• _Exercise text_
---

Bracha Laufer - Leveraging Structures in Complex Spaces for Robust, Reliable and Efficient Learning

With the great promise of the data-science revolution, a major open question is whether the underlying models are efficient and trustworthy, especially when deployed in complex real-world settings. In this talk I will show how these challenges can be approached from a data-driven perspective, relying on the geometry and the statistical patterns hidden in the data to establish strong notions of robustness and reliability. In the first part I will present several geometry-based methods for extracting intrinsic representations from noisy multi-path and multi-source acoustic measurements. These representations simplify intricate physical acoustic models and provide the key for deriving robust and efficient audio processing tools. Specifically, I will present methodologies for structured multi-view fusion, learning dynamics over manifolds, hybrid data-driven and classical inference, and simplex representations for source separation. In the second part I will focus on statistical tools for uncertainty quantification and control of complex machine learning models. I will present a new framework for selecting model configurations that provably satisfy multiple explicit and simultaneous statistical guarantees, while also optimizing any number of additional, unconstrained objectives. The method combines multi-objective optimization and statistical testing, creating a framework that is both computationally and statistically efficient, even when the configuration space is combinatorially large. I will show how this method can reliably and adaptively solve the timely problem of long inference times of large-scale Transformer models for text classification under various user-defined performance specifications.

---

• _Assignment 1_
How would you render this sentence from the talk abstract in Spanish: "These representations simplify intricate physical acoustic models and provide the key for deriving robust and efficient audio processing tools."
• _Assignment 2_
Could you carry on the talk abstract about robust, reliable and efficient learning, picking up after its final sentence?

• _Data provided_
---

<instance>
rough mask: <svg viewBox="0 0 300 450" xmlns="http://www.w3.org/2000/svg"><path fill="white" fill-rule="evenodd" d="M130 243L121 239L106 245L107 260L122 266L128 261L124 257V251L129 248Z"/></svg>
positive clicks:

---

• _Answer section 1_
Estas representaciones simplifican modelos acústicos físicos intrincados y proporcionan la clave para derivar herramientas de procesamiento de audio robustas y eficientes.

• _Answer section 2_
Date and Time: 
Thursday, January 12, 2023 - 11:30 to 12:30
Speaker: 
Bracha Laufer
Location: 
C110
Speaker Bio: 

Bracha Laufer Goldshtein is a Postdoctoral Associate at the MIT Computer Science and Artificial Intelligent Lab, working with Prof. Tommi Jaakkola and Prof. Regina Barzilay on reliability and efficiency of machine learning models. She finished her PhD (joint MSc-PhD track) in 2020 at the Faculty of Engineering, Bar-Ilan University, advised by Prof. Sharon Gannot (Bar-Ilan) and Prof. Ronen Talmon (Technion). Her thesis focused on geometric methods for audio processing, and part of it was published as a survey monograph in ``Foundations and Trends in Signal Processing". She received her BSc (summa cum laude) in Electrical Engineering, Bar-Ilan University in 2013.
Bracha is the recipient of several fellowships and awards, including the Adams PhD Fellowship by the Israel Academy of Sciences and Humanities, the Wolf Foundation Prize for PhD Students, the Israeli Council of Higher Education Postdoctoral Fellowship in Data Science, the Technion Viterbi Postdoctoral Fellowship, and the Schmidt Postdoctoral Award for Women in Mathematical and Computing Sciences.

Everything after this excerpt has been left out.